→ **What to work on**
Type every record exactly as it appears.

→ **Task inputs**
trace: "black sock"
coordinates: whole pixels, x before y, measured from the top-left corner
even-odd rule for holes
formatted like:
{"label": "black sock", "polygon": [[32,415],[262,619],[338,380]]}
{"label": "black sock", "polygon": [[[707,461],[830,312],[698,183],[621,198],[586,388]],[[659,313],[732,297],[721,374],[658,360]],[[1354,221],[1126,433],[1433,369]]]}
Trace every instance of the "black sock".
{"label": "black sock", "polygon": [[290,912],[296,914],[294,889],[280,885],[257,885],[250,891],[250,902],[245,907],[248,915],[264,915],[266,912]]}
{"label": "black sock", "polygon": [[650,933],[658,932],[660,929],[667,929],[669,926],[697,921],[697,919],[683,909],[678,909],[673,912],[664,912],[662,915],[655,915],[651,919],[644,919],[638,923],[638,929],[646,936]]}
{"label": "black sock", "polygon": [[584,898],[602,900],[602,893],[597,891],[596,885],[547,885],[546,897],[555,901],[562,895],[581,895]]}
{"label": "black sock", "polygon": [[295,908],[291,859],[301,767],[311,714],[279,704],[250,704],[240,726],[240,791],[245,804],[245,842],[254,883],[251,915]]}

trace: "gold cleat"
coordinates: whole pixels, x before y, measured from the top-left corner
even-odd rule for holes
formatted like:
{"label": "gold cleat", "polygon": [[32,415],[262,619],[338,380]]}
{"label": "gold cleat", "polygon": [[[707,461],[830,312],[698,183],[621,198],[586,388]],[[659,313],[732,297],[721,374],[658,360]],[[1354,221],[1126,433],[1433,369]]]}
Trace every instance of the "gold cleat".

→ **Response for this exercise**
trace: "black sock"
coordinates: whole pixels, x before y, measured from the top-left corner
even-odd rule for holes
formatted like:
{"label": "black sock", "polygon": [[32,415],[262,619],[338,380]]}
{"label": "black sock", "polygon": [[[707,461],[830,312],[698,183],[621,198],[586,388]],[[659,313],[732,297],[721,374],[658,360]],[[1354,221],[1126,433],[1433,369]]]}
Trace every instance of the "black sock".
{"label": "black sock", "polygon": [[290,912],[296,914],[294,889],[280,885],[257,885],[250,891],[250,902],[245,907],[248,915],[264,915],[266,912]]}
{"label": "black sock", "polygon": [[650,933],[658,932],[660,929],[667,929],[669,926],[697,921],[697,919],[683,909],[678,909],[673,912],[664,912],[662,915],[655,915],[651,919],[644,919],[638,923],[638,929],[646,936]]}
{"label": "black sock", "polygon": [[584,898],[602,900],[602,893],[597,891],[596,885],[547,885],[546,897],[555,901],[562,895],[581,895]]}
{"label": "black sock", "polygon": [[295,908],[291,859],[301,767],[311,714],[279,704],[250,704],[240,726],[240,791],[245,804],[245,842],[254,883],[251,915]]}

trace: "gold cleat"
coordinates: whole pixels, x before y, measured from the top-left corner
even-odd rule for holes
formatted like:
{"label": "gold cleat", "polygon": [[32,415],[262,619],[338,380]]}
{"label": "gold cleat", "polygon": [[[707,461],[830,312],[698,183],[621,198],[586,388]],[[659,313],[732,297],[721,374],[658,360]],[[1354,221],[1126,433],[1433,369]]]}
Trace every instance of the "gold cleat".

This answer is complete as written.